Work to complete: Set down exactly, and only, the lines from the one with "If you could mark the wooden" to the final line of the entries, both included.

Records excerpted from a collection:
* * * * *
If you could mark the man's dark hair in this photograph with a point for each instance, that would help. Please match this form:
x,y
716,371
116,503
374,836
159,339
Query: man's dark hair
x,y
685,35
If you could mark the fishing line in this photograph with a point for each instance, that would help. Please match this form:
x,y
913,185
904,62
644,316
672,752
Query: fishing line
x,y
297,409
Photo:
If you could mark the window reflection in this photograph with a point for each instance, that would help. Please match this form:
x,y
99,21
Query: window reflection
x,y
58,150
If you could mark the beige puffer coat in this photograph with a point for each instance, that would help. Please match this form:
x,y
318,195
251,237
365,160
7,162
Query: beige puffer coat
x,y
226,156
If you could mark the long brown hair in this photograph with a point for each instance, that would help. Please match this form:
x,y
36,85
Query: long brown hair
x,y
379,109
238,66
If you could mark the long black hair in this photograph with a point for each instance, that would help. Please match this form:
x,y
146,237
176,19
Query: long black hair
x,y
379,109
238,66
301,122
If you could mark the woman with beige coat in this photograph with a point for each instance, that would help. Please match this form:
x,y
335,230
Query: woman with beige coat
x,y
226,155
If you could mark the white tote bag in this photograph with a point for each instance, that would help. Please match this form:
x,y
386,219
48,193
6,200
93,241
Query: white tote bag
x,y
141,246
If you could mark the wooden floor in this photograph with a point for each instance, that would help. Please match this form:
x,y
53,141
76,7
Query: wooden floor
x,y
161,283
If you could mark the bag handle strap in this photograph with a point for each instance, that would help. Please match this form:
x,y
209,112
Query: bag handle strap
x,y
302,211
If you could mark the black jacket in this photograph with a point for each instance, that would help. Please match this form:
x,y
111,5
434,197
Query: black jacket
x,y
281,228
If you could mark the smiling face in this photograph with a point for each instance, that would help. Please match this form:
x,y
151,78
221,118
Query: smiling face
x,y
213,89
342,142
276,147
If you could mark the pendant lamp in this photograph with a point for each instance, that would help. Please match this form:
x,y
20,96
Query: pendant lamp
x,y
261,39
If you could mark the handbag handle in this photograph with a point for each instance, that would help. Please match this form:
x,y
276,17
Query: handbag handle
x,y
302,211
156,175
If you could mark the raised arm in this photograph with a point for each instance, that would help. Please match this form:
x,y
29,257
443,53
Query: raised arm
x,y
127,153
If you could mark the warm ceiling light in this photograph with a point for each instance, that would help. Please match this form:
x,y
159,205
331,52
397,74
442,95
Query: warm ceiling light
* * * * *
Exercise solution:
If you could mark the wooden floor in this photograph with a point for each instance, that would help. Please match this form:
x,y
53,141
76,7
Query: wooden floor
x,y
161,283
If you could mark the bag handle strap in this photograph with a point for each instance, that would help. Please match this form:
x,y
209,112
Query: bag handle strap
x,y
302,211
If you could mark the black jacket in this photograph with a point for each instance, that would help. Please match this form:
x,y
111,5
434,197
Query: black jacket
x,y
281,228
If you could mark the smiling face in this photograph with a point for each instance, that would help. Please match this form:
x,y
151,78
221,118
Query: smiling face
x,y
213,89
342,142
276,147
If you could mark the pendant lamp in this photograph with a point for each instance, that would help. Please match this form:
x,y
20,96
Query: pendant lamp
x,y
261,39
If you could mark the handbag handle in this photograph with a point for each instance, that would help. Please match this form:
x,y
276,17
Query: handbag handle
x,y
302,211
156,175
If you could mark the raised arm in this photograph with a point for each instance, that would help. Please match this form:
x,y
29,257
443,53
Query: raised arm
x,y
127,153
If you could mark the warm ceiling light in this photograph with a point for each instance, that would help. Please match this form:
x,y
159,205
331,52
397,74
442,95
Query: warm ceiling light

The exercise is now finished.